> **Task directions**:
A word-for-word copy of the entries is the only acceptable reply.

───── Study material ─────

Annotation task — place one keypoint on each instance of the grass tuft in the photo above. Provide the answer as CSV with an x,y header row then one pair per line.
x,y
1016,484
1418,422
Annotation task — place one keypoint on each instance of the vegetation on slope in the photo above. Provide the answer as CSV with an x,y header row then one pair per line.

─────

> **Exercise answer**:
Annotation task — place one keypoint on each instance of the grass tuft in the photo above. Provide the answer as CSV with an x,y header row then one pair per line.
x,y
1016,484
1418,422
Annotation task — place one keypoint on each instance of the vegetation on slope in the photo above. Provide the answer as CSV with an x,y header row then one pair per line.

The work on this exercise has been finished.